WHAT YOU SHOULD DO - Starting at the line that contains "Every instance of the person's" and ending at the end of the data, repeat those lines, but change "person's hair" to "rider's hair" and leave everything else unchanged.
--- Begin DATA ENTRIES ---
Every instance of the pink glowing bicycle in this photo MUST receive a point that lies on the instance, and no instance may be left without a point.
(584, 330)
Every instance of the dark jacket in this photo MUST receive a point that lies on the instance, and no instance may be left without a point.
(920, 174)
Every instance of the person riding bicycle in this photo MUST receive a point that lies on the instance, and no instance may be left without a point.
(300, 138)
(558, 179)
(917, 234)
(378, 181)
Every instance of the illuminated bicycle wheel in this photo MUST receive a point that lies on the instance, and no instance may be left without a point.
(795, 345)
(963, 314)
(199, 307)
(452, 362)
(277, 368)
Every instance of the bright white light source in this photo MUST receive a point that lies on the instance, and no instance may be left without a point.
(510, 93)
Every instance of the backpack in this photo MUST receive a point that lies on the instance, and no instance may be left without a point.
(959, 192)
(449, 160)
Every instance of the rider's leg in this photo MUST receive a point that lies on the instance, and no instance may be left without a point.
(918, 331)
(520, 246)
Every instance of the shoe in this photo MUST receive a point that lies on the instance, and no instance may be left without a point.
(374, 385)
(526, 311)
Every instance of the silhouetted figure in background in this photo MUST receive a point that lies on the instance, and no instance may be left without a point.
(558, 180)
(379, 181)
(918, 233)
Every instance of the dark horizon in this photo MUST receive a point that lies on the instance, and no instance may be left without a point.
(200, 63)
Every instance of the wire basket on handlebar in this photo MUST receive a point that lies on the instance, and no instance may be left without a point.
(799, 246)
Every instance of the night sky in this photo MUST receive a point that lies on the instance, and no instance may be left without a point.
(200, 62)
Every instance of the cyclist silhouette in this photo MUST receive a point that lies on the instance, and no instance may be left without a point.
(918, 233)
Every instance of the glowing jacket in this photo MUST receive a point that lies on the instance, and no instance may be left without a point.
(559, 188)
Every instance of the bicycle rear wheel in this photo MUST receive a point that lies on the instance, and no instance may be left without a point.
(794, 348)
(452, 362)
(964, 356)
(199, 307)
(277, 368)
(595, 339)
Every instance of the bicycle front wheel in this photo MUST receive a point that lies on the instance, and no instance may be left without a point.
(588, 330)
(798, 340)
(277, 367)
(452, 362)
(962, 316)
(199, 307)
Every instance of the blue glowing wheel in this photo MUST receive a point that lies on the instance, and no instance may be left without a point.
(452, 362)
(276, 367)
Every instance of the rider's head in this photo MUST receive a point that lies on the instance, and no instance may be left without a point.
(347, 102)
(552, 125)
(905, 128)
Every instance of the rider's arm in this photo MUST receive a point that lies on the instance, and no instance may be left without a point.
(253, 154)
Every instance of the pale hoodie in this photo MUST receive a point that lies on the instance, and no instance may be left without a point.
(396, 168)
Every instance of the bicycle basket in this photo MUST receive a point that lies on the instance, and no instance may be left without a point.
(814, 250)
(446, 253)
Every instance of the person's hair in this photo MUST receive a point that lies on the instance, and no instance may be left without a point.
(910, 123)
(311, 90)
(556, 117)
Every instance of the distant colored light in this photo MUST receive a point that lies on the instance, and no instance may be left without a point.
--- End DATA ENTRIES ---
EXERCISE OUTPUT -
Every instance of the rider's hair in this photo MUST receive a point that lies on the instance, and no instance may be left without a point.
(910, 123)
(311, 90)
(556, 117)
Every instance of the distant colored light in this photo MUST receive a point that lies on the instance, and no instance may be left without a point.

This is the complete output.